• _BRIEF_
Your answer must be a word-for-word copy of the data.

[Stored dataset items]
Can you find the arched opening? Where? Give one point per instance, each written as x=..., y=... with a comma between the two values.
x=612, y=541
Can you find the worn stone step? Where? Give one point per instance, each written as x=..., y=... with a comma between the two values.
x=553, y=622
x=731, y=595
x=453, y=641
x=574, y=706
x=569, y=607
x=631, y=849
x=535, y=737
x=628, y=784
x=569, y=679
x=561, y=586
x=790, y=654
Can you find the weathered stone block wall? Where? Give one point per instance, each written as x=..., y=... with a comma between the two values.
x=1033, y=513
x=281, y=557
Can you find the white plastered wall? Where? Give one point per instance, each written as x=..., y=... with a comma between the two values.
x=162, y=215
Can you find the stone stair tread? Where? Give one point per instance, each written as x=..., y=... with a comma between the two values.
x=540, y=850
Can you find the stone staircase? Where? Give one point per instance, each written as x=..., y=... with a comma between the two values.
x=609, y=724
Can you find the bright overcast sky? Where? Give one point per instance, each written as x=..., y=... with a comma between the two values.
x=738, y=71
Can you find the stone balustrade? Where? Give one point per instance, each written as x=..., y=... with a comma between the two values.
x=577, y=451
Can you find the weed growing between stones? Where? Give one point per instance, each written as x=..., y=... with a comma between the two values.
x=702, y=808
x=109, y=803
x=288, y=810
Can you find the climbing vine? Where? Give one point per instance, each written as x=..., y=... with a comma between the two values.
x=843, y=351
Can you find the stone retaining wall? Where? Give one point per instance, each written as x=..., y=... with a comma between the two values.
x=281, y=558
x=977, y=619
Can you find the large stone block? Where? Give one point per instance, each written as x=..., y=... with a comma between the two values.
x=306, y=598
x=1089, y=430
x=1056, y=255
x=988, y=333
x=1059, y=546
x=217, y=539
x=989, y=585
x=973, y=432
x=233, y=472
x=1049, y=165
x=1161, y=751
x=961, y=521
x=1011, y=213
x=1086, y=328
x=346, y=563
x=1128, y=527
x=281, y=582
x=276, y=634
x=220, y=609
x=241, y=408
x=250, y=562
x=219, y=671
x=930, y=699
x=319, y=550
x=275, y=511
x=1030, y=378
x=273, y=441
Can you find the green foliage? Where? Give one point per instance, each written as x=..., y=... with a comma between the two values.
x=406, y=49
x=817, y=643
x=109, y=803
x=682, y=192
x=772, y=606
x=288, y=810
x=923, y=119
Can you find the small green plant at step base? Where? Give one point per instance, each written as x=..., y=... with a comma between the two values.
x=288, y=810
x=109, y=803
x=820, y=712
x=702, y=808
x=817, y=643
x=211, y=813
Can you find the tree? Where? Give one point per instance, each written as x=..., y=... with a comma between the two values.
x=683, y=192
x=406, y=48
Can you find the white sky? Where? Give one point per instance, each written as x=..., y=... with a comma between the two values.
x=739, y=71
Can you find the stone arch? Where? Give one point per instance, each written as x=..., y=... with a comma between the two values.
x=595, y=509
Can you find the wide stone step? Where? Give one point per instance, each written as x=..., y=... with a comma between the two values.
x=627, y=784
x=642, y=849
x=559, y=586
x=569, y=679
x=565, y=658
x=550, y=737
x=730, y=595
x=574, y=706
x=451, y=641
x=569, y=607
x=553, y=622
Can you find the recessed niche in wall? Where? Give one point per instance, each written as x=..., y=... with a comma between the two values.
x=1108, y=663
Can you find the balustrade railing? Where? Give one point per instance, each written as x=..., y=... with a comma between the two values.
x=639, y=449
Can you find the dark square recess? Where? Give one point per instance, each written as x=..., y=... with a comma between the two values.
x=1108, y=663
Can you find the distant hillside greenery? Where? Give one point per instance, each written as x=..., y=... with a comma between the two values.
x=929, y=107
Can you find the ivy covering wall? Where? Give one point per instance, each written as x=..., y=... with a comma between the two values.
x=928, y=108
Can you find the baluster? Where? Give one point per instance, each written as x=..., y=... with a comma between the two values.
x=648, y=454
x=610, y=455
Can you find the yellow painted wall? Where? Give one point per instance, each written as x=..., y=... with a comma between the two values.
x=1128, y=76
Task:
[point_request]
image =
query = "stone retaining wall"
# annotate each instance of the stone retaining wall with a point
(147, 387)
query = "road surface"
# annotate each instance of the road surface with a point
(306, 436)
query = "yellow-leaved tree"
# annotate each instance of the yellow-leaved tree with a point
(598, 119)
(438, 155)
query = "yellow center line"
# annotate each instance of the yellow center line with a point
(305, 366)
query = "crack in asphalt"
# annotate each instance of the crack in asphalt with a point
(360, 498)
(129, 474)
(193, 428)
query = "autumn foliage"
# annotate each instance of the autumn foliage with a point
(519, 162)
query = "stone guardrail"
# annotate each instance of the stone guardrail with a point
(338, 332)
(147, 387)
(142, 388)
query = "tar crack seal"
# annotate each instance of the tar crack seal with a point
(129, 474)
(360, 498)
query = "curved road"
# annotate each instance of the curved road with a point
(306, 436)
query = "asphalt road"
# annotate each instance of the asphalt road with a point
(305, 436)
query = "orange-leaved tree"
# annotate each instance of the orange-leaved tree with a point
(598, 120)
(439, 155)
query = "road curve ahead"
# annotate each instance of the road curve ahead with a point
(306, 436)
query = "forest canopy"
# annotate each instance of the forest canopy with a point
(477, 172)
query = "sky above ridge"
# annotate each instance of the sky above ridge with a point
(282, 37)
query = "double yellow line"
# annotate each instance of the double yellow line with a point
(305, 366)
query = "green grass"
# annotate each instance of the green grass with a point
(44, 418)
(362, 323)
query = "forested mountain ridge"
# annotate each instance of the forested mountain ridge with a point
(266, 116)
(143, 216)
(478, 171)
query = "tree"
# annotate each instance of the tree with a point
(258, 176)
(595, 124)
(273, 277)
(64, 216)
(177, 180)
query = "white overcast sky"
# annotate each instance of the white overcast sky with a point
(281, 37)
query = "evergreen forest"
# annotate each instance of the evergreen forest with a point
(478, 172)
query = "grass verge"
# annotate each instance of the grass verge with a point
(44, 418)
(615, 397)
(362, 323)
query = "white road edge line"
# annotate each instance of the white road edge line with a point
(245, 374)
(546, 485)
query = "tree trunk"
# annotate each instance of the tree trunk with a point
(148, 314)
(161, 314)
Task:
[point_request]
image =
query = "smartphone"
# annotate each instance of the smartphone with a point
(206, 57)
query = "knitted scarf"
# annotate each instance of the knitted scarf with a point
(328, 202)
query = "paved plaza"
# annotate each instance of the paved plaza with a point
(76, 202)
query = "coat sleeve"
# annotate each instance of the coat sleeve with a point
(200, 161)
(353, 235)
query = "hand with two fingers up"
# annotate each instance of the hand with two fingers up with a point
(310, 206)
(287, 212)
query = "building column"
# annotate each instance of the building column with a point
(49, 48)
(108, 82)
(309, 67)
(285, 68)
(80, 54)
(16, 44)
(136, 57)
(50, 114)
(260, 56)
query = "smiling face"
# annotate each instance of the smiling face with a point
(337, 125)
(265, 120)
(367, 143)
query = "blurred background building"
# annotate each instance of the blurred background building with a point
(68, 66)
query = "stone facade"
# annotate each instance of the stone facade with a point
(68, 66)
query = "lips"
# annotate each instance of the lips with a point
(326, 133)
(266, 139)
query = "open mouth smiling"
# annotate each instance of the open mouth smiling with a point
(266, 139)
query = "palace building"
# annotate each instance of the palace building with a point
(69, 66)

• _SOLVED PROBLEM_
Can you find the arched opening? Where? Give one point per instance, each written as x=..., y=... with a comma between the two values.
x=612, y=541
Can you find the worn stone step? Where? Give one point per instance, each written as x=..., y=... with a comma between the two values.
x=553, y=622
x=731, y=595
x=453, y=641
x=574, y=706
x=569, y=607
x=631, y=849
x=535, y=737
x=628, y=784
x=569, y=679
x=561, y=586
x=790, y=654
Can you find the weathered stone block wall? Where? Give one point per instance, each written as x=..., y=... with a comma between the two values.
x=1033, y=513
x=281, y=557
Can you find the white plastered wall? Where? Give one point per instance, each written as x=..., y=... with a comma between the two values.
x=162, y=215
Can you find the stone stair tread? Where? Give one point per instance, each written as x=..., y=... with a comma between the two values.
x=540, y=850
Can you find the stone staircase? Where? Give one point per instance, each written as x=..., y=... with a comma between the two values.
x=609, y=724
Can you find the bright overcast sky? Where? Give one point per instance, each written as x=..., y=... with a comma between the two values.
x=738, y=71
Can you find the stone balustrade? Where? Give one point per instance, each written as x=..., y=... with a comma between the two values.
x=577, y=451
Can you find the weed growing between stones? Where? Give one point per instance, each written as x=..., y=... with a comma between the two values.
x=702, y=808
x=109, y=803
x=288, y=810
Can you find the climbing vine? Where? Give one point per instance, each written as x=..., y=... with a comma between the two values.
x=843, y=351
Can you find the stone retaining wall? Where? Give one point per instance, each written as x=..., y=... with a comma between the two values.
x=281, y=558
x=977, y=619
Can you find the large stone block? Where? Give one point per instance, each written as x=..., y=... with a comma between the two values.
x=306, y=598
x=1089, y=430
x=1056, y=255
x=988, y=333
x=1059, y=546
x=217, y=539
x=989, y=585
x=973, y=432
x=233, y=472
x=1049, y=165
x=1161, y=751
x=961, y=521
x=1011, y=213
x=1086, y=328
x=346, y=563
x=1128, y=527
x=281, y=582
x=276, y=634
x=220, y=609
x=241, y=408
x=250, y=562
x=219, y=671
x=930, y=699
x=319, y=550
x=275, y=511
x=1030, y=378
x=273, y=441
Can you find the green foliage? Where? Give one point per instance, each written as x=..., y=... with a comma between the two values.
x=406, y=49
x=817, y=643
x=109, y=803
x=682, y=192
x=772, y=606
x=288, y=810
x=923, y=119
Can you find the small green plant at step base? Where? Give one point per instance, each written as x=..., y=... with a comma between the two values.
x=288, y=810
x=109, y=803
x=820, y=712
x=702, y=808
x=817, y=643
x=211, y=813
Can you find the tree? Where? Give one point per instance, each written as x=..., y=... with a comma between the two values.
x=683, y=192
x=406, y=48
Can you find the white sky? Where? Give one point per instance, each written as x=..., y=... with a comma between the two values.
x=739, y=71
Can you find the stone arch? Where? Give one point per instance, each written as x=..., y=... with a comma between the two values.
x=595, y=509
Can you find the wide stone step? Where? Give one point per instance, each written as x=..., y=... with a comma between the two values.
x=627, y=784
x=642, y=849
x=559, y=586
x=569, y=679
x=565, y=658
x=550, y=737
x=730, y=595
x=574, y=706
x=451, y=641
x=569, y=607
x=553, y=622
Can you find the recessed niche in wall? Where? Give one point per instance, each written as x=..., y=... with a comma between the two values.
x=1108, y=663
Can you find the balustrade railing? Where? Give one point per instance, each written as x=..., y=... with a comma between the two values.
x=639, y=449
Can you find the dark square recess? Where? Give one point per instance, each written as x=..., y=... with a comma between the two values.
x=1108, y=663
Can you find the distant hillside greenery? Where? Give one point per instance, each written as x=..., y=... with a comma between the two values.
x=929, y=107
Can you find the ivy covering wall? Where? Give one point per instance, each written as x=..., y=... with a comma between the two values.
x=928, y=108
Can you find the baluster? Where? Give one point per instance, each written as x=..., y=... with a comma between the two values.
x=648, y=454
x=610, y=455
Can you find the yellow painted wall? Where? Give one point per instance, each written as x=..., y=... with a comma between the two values.
x=1128, y=76
Task:
[point_request]
image =
query = "stone retaining wall"
# annotate each instance of the stone retaining wall with a point
(147, 387)
query = "road surface"
# annotate each instance of the road surface with a point
(306, 436)
query = "yellow-leaved tree"
# annotate each instance of the yellow-leaved tree with a point
(598, 119)
(438, 155)
query = "yellow center line"
# annotate each instance of the yellow center line with a point
(305, 366)
query = "crack in asphalt"
# annotate each instance of the crack in asphalt with a point
(360, 498)
(129, 474)
(193, 428)
query = "autumn foliage"
# annotate each instance of the autumn foliage with a point
(519, 162)
query = "stone guardrail"
# annotate each instance of the stone guardrail with a point
(338, 332)
(147, 387)
(142, 388)
query = "tar crack seal"
# annotate each instance of the tar crack seal with a point
(129, 474)
(360, 498)
query = "curved road"
# annotate each instance of the curved road with a point
(306, 436)
query = "asphalt road"
# annotate each instance of the asphalt road with a point
(305, 436)
query = "orange-leaved tree"
# annotate each instance of the orange-leaved tree with a point
(598, 120)
(439, 155)
query = "road curve ahead"
# annotate each instance of the road curve ahead with a point
(306, 436)
query = "forest canopy"
# annotate each instance of the forest canopy with a point
(477, 172)
query = "sky above ridge"
# annotate each instance of the sky above ridge with a point
(282, 37)
query = "double yellow line"
# annotate each instance of the double yellow line with a point
(305, 366)
query = "green grass"
# annotate each instance of the green grass with a point
(44, 418)
(362, 323)
query = "forested mountain ridge"
# annotate each instance of the forested mountain ridge with a point
(266, 116)
(143, 216)
(478, 171)
query = "tree"
# annotate each instance of the tree with a point
(258, 176)
(595, 124)
(273, 277)
(64, 216)
(177, 180)
query = "white overcast sky"
# annotate each instance of the white overcast sky with a point
(281, 37)
query = "evergreen forest"
# annotate each instance of the evergreen forest with a point
(478, 172)
query = "grass verge"
# annotate each instance of the grass verge with a point
(44, 418)
(615, 397)
(362, 323)
query = "white road edge line"
# annotate each instance of the white road edge line with a point
(245, 374)
(546, 485)
query = "tree trunk"
# annotate each instance of the tree trunk with a point
(148, 314)
(161, 314)
Task:
[point_request]
image =
query = "smartphone"
# annotate each instance of the smartphone with a point
(206, 57)
query = "knitted scarf"
# annotate each instance of the knitted scarf with a point
(328, 202)
query = "paved plaza"
# annotate each instance of the paved plaza with a point
(76, 202)
query = "coat sleeve"
# annotate each instance of the coat sleeve with a point
(200, 161)
(353, 235)
query = "hand with two fingers up"
# annotate each instance of the hand with two fingers up with a point
(310, 206)
(287, 212)
query = "building column"
# annotate each instance of the building column with a point
(49, 48)
(108, 82)
(309, 67)
(285, 68)
(80, 54)
(16, 44)
(136, 57)
(50, 114)
(260, 56)
query = "smiling face"
# annotate each instance of the smiling face with a point
(337, 125)
(265, 120)
(367, 143)
query = "blurred background building"
# annotate each instance of the blurred background building with a point
(68, 66)
query = "stone facade"
# annotate each instance of the stone facade with a point
(68, 66)
query = "lips"
# annotate each instance of the lips with a point
(326, 133)
(266, 139)
query = "open mouth smiling"
# annotate each instance of the open mouth smiling with a point
(266, 139)
query = "palace building"
# annotate each instance of the palace building with a point
(69, 66)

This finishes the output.